§ EXCERPTED PASSAGE
□ □ □ □ □ □ □

The Government of British Columbia recently announced plans to consolidate Kelowna’s nursing education. Previously, the Bachelor of Nursing (BSN) program was delivered through both the University of British Columbia Okanagan and Okanagan College; effective September 2023, the BSN will only be offered through the university. This will reportedly allow Okanagan to expand its programming into other areas of healthcare education, including practical nursing and pharmacy technician training. “This shift, once fully approved, protects our robust program in the Okanagan at UBCO,” said Okanagan Provost and VP Academic Andrew Hay. “It also allows our institutions to continue working together to support even more students interested in careers in health professions.”
As the sector debates the future of the English degree, many English departments are employing innovative approaches to attract new students, give relevancy to the major, and inject some “pizzazz” into English studies, writes Johanna Alonso for Inside Higher Ed. Many institutions are bridging the “creative and analytical sides of English” to attract students, and the author outlines some of the related strategies being undertaken by English departments. These include adding new courses – like creative writing – to appeal to a wider array of students and working to dispel the myths about English students’ employability by highlighting its applicability to careers in podcasting, website development, and communications.
Redeemer University and Athabasca University have recently announced new programs. Redeemer is launching a new bachelor of communications and media studies degree program with a concentration in media production that will give students the opportunity to gain foundational skills in the field. Students will learn skills that can be applied to fields such as marketing, social media, filmmaking, and commercial videography. AU’s Faculty of Science and Technology has launched an Innovative and Diversified Energy Resources micro-credential that will address sustainable energy skills gaps. The micro-credential consists of four courses, each of which awards a digital badge.
Simon Fraser University has announced the end of its varsity football program. SFU President Joy Johnson said that the decision was made after the Lone Star Conference decided not to renew its affiliate membership agreement with SFU for football earlier this year. “We made this decision now to give students time to make other plans for their athletic careers if they so choose,” said Johnson. “We will support football athletes who want to explore options outside of SFU, and will honour athletic scholarship commitments for those who choose to remain at SFU and meet eligibility requirements for the 2023-24 school year.”
If liberal education is to be truly transformative, it should “nurture awe on and off campus,” writes Andy Tix for Times Higher Education. Tix explains how experiencing “awe” expands and changes our mental frameworks, which in turn positively affects learning and development. From a psychological perspective, Tix writes that experiencing “awe” in the classroom could greatly benefit the student’s education. The author concludes that postsecondary institutions should prioritise “awesome” educational practices like internships, field trips, community events, and study-abroad programmes.

□ □ □ □ □ □ □

§ RECORD EXCERPTS
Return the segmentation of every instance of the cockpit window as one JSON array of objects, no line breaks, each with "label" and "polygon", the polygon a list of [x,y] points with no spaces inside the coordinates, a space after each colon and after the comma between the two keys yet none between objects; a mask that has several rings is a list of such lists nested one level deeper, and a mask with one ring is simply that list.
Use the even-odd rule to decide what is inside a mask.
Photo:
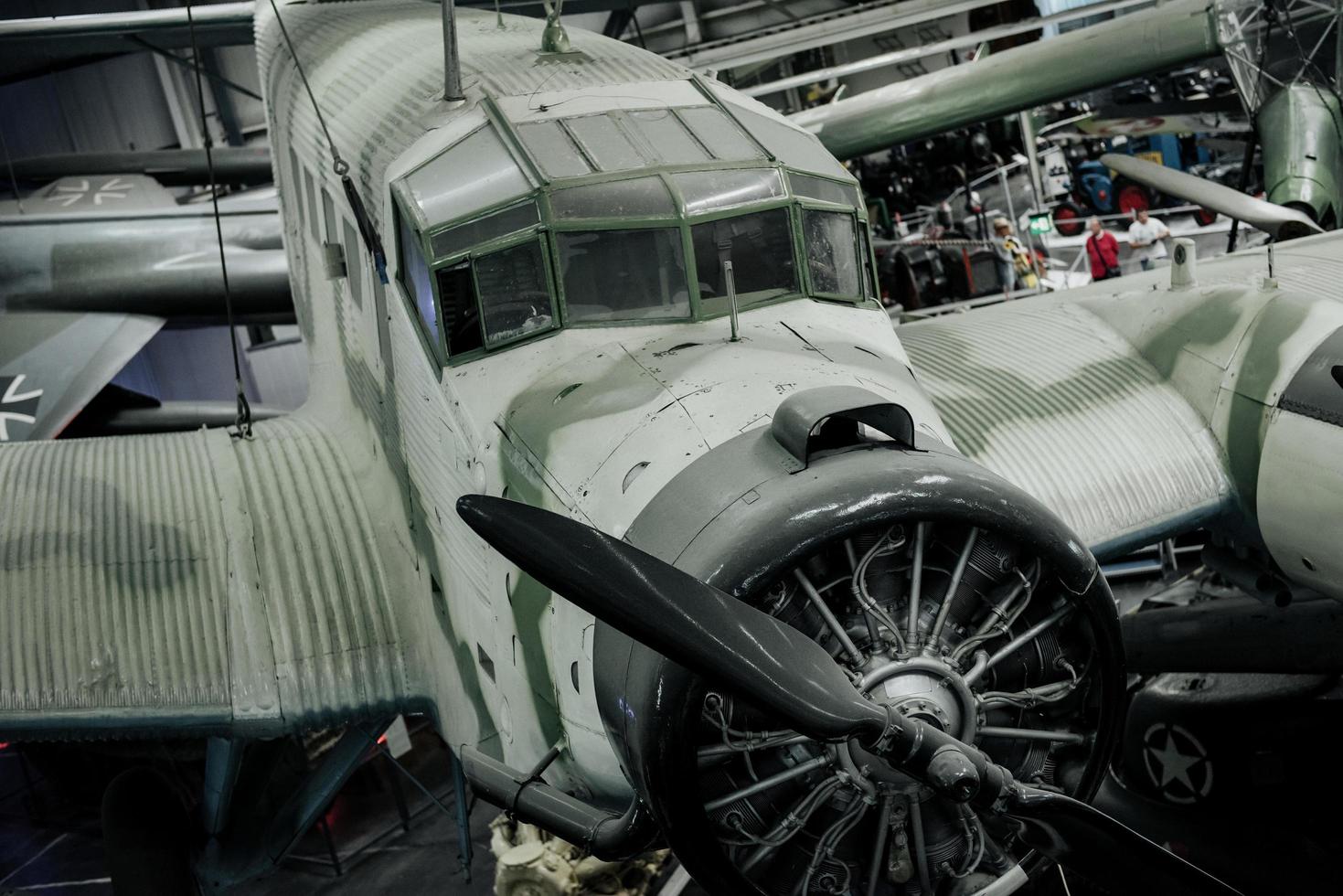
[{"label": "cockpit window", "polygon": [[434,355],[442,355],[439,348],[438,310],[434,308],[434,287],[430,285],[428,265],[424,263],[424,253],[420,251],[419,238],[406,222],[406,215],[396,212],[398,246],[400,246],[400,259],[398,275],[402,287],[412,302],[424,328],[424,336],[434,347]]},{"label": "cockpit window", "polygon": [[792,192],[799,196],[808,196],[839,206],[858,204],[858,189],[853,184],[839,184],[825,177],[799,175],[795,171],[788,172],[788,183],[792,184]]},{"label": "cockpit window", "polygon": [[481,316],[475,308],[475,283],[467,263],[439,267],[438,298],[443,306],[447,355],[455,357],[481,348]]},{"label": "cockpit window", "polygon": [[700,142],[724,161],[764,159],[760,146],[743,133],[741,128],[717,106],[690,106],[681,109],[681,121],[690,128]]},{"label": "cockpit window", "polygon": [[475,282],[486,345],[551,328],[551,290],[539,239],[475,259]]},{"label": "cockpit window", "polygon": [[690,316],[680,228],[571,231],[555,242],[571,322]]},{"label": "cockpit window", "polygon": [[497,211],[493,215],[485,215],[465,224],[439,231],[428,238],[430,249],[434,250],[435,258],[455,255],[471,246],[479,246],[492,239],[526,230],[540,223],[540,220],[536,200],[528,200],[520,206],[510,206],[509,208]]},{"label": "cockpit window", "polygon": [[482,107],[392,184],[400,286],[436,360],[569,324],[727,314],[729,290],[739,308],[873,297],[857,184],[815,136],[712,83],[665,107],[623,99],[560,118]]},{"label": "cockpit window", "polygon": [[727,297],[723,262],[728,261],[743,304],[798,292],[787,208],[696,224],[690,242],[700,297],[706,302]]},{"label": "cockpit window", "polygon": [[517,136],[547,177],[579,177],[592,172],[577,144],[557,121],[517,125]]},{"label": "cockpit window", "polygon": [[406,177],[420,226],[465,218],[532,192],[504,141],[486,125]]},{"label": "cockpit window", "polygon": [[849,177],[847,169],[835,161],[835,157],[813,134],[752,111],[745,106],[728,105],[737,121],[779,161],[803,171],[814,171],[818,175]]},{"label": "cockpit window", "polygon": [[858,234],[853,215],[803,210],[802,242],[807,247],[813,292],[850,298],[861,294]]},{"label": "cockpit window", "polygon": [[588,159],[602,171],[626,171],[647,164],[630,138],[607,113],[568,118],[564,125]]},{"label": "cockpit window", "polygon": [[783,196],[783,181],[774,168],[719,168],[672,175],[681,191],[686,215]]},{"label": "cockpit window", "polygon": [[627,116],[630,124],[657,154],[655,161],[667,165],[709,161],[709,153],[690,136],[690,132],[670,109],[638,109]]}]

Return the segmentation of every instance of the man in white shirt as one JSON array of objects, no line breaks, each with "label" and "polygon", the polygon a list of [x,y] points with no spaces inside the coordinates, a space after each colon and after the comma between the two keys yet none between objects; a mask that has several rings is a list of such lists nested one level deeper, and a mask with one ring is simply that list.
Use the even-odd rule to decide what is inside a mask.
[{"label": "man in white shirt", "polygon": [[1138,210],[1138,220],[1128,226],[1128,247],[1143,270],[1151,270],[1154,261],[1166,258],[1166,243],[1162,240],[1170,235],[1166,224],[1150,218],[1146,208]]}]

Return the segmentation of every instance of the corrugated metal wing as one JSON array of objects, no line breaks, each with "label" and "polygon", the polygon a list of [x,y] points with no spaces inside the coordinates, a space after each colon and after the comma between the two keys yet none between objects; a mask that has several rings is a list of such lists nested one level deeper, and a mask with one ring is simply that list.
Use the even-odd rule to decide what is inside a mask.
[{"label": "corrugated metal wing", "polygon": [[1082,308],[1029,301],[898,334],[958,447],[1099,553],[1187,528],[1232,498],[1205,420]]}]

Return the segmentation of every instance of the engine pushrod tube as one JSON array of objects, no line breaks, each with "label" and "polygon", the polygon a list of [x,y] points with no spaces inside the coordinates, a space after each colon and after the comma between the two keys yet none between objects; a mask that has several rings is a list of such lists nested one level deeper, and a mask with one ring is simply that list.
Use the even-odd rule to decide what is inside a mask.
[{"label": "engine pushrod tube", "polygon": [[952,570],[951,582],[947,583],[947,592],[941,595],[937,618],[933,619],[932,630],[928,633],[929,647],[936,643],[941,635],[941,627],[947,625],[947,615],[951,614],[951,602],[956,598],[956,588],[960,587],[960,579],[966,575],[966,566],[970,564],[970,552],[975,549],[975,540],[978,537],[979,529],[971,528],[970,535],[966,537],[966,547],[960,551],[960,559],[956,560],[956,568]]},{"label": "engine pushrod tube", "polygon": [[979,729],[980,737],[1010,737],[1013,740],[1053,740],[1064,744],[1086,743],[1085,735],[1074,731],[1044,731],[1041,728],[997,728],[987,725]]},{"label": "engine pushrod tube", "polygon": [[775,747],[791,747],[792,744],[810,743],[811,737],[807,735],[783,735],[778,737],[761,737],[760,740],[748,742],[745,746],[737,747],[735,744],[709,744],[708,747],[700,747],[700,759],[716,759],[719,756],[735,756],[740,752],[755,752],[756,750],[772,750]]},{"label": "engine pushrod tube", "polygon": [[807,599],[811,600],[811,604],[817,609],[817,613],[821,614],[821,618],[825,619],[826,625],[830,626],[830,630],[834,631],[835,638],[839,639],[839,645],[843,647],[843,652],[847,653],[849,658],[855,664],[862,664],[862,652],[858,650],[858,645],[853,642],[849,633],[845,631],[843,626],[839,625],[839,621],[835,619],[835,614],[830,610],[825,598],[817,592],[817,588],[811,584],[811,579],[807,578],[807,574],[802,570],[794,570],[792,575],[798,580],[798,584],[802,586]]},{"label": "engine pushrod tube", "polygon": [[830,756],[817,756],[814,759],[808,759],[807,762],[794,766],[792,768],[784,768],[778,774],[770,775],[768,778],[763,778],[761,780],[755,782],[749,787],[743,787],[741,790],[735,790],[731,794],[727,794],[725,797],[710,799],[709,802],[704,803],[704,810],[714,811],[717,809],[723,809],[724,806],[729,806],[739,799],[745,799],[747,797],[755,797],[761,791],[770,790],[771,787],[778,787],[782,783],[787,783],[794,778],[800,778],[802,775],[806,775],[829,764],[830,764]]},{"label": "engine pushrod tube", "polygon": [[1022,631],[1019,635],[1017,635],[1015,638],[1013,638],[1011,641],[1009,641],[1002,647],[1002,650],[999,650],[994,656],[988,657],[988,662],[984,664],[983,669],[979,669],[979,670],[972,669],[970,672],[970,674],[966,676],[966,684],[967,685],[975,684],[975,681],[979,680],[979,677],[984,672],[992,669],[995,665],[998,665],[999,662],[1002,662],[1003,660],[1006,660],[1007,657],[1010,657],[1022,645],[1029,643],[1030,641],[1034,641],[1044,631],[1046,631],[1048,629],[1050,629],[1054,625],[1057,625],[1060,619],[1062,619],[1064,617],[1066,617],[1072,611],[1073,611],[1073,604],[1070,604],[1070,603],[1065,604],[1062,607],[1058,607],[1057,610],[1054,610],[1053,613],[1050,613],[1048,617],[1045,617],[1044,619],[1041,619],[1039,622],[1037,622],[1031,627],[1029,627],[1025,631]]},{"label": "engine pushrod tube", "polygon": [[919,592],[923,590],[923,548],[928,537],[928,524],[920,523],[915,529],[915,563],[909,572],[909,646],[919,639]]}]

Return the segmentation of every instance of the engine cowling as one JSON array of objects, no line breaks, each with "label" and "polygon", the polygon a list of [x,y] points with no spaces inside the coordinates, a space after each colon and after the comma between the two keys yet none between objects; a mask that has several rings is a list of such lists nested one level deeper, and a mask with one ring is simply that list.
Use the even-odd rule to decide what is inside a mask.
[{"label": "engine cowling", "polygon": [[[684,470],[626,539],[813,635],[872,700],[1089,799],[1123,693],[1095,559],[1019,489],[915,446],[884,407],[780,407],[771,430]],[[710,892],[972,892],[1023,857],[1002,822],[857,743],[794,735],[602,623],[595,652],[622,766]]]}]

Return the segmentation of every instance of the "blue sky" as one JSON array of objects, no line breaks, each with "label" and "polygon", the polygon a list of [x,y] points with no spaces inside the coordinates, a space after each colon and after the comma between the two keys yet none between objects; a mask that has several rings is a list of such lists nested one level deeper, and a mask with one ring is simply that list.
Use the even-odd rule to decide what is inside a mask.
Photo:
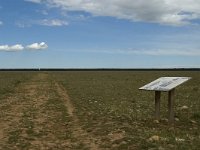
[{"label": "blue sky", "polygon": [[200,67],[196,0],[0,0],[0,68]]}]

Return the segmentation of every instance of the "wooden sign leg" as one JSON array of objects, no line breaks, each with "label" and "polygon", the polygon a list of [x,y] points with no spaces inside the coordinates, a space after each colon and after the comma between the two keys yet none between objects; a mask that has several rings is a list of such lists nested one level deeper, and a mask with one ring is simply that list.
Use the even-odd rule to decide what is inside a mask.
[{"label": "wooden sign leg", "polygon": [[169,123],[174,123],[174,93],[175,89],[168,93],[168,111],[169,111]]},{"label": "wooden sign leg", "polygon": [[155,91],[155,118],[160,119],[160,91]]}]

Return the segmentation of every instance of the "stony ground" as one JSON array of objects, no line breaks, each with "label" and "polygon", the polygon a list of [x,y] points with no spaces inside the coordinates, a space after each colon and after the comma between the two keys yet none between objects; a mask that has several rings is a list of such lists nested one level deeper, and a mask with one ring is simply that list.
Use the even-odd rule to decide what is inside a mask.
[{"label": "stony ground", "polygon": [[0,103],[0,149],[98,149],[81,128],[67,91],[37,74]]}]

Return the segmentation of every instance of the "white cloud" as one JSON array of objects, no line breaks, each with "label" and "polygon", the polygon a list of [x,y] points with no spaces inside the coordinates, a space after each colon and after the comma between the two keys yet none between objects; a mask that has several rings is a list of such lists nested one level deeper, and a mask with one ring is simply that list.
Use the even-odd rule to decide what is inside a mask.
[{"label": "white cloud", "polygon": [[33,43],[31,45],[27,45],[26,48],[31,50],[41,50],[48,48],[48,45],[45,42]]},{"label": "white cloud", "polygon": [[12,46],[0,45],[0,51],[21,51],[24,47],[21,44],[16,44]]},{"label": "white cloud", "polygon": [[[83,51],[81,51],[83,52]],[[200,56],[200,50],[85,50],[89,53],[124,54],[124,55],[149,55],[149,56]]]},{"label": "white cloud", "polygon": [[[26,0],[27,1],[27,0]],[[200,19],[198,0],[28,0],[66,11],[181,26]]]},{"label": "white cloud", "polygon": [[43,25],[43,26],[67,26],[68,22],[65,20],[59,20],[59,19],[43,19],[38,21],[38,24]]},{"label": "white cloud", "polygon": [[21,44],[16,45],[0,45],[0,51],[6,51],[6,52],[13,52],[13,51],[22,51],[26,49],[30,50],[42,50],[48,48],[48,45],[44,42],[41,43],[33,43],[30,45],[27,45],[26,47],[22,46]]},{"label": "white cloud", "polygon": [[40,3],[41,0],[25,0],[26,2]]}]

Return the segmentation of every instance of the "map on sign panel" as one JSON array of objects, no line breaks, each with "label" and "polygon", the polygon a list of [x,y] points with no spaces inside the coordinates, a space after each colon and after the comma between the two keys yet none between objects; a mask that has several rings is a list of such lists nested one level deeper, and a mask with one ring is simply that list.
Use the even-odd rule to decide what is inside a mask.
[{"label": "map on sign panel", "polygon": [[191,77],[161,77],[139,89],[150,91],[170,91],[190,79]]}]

□ □ □ □ □ □ □

§ YOUR GOAL
In the higher education news, which institution will be the only one offering the Bachelor of Nursing program in Kelowna starting in September 2023? The records are separate material and have nothing to do with the higher education news.

§ TASK OUTPUT
The University of British Columbia Okanagan.